■ What needs to be done ■
Please reproduce the listing in its entirety, exactly as shown.

■ Dataset excerpts ■
********************
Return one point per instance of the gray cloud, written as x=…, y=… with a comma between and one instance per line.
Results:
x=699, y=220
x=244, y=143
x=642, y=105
********************
■ Exercise solution ■
Return one point per instance of the gray cloud, written as x=…, y=… with a comma between and one instance per line.
Results:
x=699, y=220
x=244, y=143
x=642, y=105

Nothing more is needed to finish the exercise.